**TASK DETAILS:** All of the entries need to be written out again, exactly as they are.

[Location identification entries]
==*==

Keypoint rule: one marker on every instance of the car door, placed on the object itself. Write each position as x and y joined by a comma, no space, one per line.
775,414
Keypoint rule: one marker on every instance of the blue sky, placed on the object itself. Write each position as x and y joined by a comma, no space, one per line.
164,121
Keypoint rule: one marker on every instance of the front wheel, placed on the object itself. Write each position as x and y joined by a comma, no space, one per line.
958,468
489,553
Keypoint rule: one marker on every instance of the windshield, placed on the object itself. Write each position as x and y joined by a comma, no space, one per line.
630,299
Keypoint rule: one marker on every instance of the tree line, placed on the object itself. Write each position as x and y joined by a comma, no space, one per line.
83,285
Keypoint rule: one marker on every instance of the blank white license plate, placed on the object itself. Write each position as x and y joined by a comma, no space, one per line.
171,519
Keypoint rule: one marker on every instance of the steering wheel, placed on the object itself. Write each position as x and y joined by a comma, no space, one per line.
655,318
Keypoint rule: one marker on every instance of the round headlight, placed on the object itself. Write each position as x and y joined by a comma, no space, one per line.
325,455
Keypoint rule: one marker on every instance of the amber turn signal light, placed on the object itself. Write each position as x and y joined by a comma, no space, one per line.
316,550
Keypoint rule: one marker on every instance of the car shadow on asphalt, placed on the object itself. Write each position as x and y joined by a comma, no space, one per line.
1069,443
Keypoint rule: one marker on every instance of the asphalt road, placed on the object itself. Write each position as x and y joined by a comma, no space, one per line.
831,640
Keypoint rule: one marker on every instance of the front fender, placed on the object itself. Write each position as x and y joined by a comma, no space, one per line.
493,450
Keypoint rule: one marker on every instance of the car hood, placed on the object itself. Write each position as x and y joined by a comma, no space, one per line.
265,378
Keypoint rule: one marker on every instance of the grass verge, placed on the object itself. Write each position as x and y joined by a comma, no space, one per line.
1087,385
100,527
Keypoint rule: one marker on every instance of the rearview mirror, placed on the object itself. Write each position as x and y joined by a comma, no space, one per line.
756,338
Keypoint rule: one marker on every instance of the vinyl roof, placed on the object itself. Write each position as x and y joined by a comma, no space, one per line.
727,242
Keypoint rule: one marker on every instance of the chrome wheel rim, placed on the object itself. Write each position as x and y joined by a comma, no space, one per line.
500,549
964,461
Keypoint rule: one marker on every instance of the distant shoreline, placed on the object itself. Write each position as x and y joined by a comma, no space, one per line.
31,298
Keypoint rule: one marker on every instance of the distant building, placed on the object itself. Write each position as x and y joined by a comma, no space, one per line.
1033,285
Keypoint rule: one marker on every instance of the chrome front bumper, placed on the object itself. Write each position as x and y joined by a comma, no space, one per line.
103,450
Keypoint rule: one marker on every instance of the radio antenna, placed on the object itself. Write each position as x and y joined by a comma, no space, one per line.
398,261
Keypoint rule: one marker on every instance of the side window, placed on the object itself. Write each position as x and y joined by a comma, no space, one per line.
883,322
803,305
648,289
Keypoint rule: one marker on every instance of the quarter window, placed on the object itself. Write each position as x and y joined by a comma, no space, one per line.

==*==

**TASK RESPONSE:**
Keypoint rule: one marker on every instance of the car door, placed on the object itself. Write each position as x and y joined by a comma, no space, one per line.
775,414
Keypoint rule: one marker on every instance of the blue sky, placed on the object itself. Write each position as x and y joined by a comma, no space, one per line.
164,121
Keypoint rule: one marker on every instance of the front wheel, placed on the object itself. Write each position as x and y joined by a comma, no space, one per line.
958,468
489,553
Keypoint rule: one marker on every instance of the windshield, placed on the object itself. Write each position as x and y joined by a comma, no space, one per line.
630,299
Keypoint rule: one marker on every instance of the tree line, placed on the object itself. Write each position as x and y joined by a comma, no space, one per line.
83,285
Keypoint rule: one marker on every instance of the blank white license plate, placed on the object itself. Write each position as x and y joined by a comma, no space, one per line.
171,519
Keypoint rule: one marker on every instance of the steering wheel, placed on the object itself. Write each position as x and y joined by a comma, no space, one per line.
655,318
Keypoint rule: one marker on every instance of the round headlight, placed on the object itself. Write each position as x and y joined by a comma, no space, one per line.
325,455
Keypoint rule: one marker on every instance of the amber turn signal light, placed on the object itself. Write each position as x and y joined by a comma, no space, one per line.
316,550
Keypoint rule: one marker on every instance of the car shadow on asphalt, placed on the object itself. Write each position as x and y joined by a comma, no space, one per line.
1069,443
Keypoint rule: one marker on every instance of the asphalt road, placed on the object itself. Write each position as x and y joined by a comma, no space, one per line.
831,640
Keypoint rule: one marker on every instance of the front fender, placed on the object itself. Write each position as x and y joined by a comma, no space, one per line.
493,450
Keypoint rule: one marker on every instance of the car hood, placed on the object itself. Write each position as x and y joined by a comma, no space, one per line.
265,378
Keypoint rule: one marker on every instance of the grass verge, placed on the object itself. Write each position as x and y joined by a comma, no space, one per line.
1087,385
100,527
Keypoint rule: one marker on every instance of the rearview mirror, placed on the object itself. Write each position as x and y joined by a comma, no space, one per line.
756,338
Keypoint rule: one marker on every instance of the vinyl roof, placed on the object itself. Write each position as x and y joined by a comma, no space, one per line.
727,242
Keypoint rule: one marker on every instance of the chrome wheel rim, placed on the object itself. Write each position as x and y joined by a comma, no space, one per line.
500,549
964,461
Keypoint rule: one marker on every instance of the distant shoreline, placed on the object itself. Write each position as x and y joined by a comma, no space, one per line.
31,298
Keypoint rule: one marker on every instance of the distant building, placed on the object itself. Write each position as x and y joined by a comma, no space, one per line.
1033,285
Keypoint rule: one marker on every instance of the chrome front bumper, placed on the object itself. Write each position as x and y joined by a comma, no space, one per line.
103,450
Keypoint rule: one marker on every instance of the radio antenna, placed on the object itself. Write each position as x and y joined by a comma, no space, one per line.
398,261
Keypoint rule: one marker on every instance of the side window, placed on the object itself. Write each position as x and y joined by a comma, no space, one per line.
883,322
803,305
648,289
Keypoint rule: one marker on every instance of the quarter window, placed on the object itself. Write each position as x and y joined by a comma, no space, one per line.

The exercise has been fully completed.